YOUR GOAL >>
This exercise asks for a copy of each line in the records below with the word "black" in it.

INPUT MATERIAL >>
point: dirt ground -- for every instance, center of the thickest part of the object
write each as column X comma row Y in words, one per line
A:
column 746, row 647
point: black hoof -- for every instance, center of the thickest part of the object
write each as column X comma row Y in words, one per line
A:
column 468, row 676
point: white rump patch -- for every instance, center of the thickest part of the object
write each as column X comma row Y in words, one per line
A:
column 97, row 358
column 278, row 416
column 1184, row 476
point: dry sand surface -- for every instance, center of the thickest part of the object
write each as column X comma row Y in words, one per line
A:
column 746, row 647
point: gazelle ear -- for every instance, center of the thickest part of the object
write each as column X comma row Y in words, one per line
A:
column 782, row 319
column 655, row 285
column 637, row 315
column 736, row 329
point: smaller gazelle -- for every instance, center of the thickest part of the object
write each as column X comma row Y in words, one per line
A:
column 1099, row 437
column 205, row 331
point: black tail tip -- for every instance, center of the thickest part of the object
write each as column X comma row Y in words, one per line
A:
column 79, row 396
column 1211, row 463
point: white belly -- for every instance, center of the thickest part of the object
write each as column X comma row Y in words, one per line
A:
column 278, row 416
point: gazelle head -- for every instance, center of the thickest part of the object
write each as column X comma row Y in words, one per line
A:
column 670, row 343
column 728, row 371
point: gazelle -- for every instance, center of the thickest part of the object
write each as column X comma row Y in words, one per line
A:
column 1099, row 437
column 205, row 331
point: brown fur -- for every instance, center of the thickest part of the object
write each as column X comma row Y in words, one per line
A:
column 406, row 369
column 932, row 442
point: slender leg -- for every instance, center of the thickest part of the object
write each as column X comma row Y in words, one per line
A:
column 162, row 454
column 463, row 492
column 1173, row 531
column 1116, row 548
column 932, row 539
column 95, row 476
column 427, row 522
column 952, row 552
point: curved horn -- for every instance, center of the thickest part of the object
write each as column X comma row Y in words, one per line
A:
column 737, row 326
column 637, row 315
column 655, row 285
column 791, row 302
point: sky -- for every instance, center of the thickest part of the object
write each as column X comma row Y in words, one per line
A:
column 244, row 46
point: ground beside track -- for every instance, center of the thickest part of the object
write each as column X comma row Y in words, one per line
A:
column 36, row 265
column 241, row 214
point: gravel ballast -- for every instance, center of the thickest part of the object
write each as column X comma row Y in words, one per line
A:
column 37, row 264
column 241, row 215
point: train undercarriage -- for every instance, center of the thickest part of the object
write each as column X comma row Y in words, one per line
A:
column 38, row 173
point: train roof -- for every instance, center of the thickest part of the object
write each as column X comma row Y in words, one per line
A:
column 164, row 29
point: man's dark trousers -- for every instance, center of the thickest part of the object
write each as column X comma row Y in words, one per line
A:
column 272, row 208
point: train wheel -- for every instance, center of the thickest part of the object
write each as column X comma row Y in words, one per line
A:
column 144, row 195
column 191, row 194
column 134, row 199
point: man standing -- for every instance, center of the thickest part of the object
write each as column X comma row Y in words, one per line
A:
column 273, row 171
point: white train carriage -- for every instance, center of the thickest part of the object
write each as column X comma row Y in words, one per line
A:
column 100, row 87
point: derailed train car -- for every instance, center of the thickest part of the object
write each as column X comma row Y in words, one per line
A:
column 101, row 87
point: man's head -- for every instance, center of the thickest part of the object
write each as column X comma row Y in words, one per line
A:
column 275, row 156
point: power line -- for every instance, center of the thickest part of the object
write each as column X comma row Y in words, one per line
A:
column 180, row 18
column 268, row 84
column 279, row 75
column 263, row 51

ANSWER FOR THIS EXERCISE >>
point: black hoof -- for every instance, center of the thickest part of the object
point: black tail tip -- for every instance, center of the thickest part of the object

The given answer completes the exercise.